# Exercise details
Replace "caretaker" with "caregiver" in the part of the guardianship text starting at "Residents of New" and ending at "get custody back.", and write out that part in full.

Residents of New Jersey who are faced with a situation in which calls for making legal or medical decisions for a minor or incapacitated adult may want to consider establishing guardianship. Although not appropriate for all circumstances, a guardianship can provide certain protections for both the guardian and the person needing guarding.
According to FindLaw, guardianship of a minor is recommended when the caretaker is providing for all the child's needs and the situation is going to continue for longer than a few months. This is beneficial for the child because the caretaker is able to make more decisions, such as medical care, school enrollment and benefits, based on the best interests of the child. The caretaker also has some protection in the event the parents, who are deemed unfit, want to get custody back.
Parents may also establish guardianship over a child's property in the event he or she inherits property or money of any worth. This reduces liability in the event of misuse and also ensures the parent's management of the property is appropriate.
According to the New Jersey Department of Human Services, guardianship of an adult may also be suitable when the adult cannot fully make decisions on his or her own. When court appointed, the guardianship is of the individual only, and the guardian has no financial obligation. The only responsibility related to finances is in helping the person fill in and sign entitlement applications. Other duties the guardian performs are those related to the person's welfare, safety and health. Most guardianships are not permanent, and regular review of guardianship need is performed.

# Given material
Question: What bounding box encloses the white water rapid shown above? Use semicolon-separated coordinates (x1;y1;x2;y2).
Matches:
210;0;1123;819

# Completed task
Residents of New Jersey who are faced with a situation in which calls for making legal or medical decisions for a minor or incapacitated adult may want to consider establishing guardianship. Although not appropriate for all circumstances, a guardianship can provide certain protections for both the guardian and the person needing guarding.
According to FindLaw, guardianship of a minor is recommended when the caregiver is providing for all the child's needs and the situation is going to continue for longer than a few months. This is beneficial for the child because the caregiver is able to make more decisions, such as medical care, school enrollment and benefits, based on the best interests of the child. The caregiver also has some protection in the event the parents, who are deemed unfit, want to get custody back.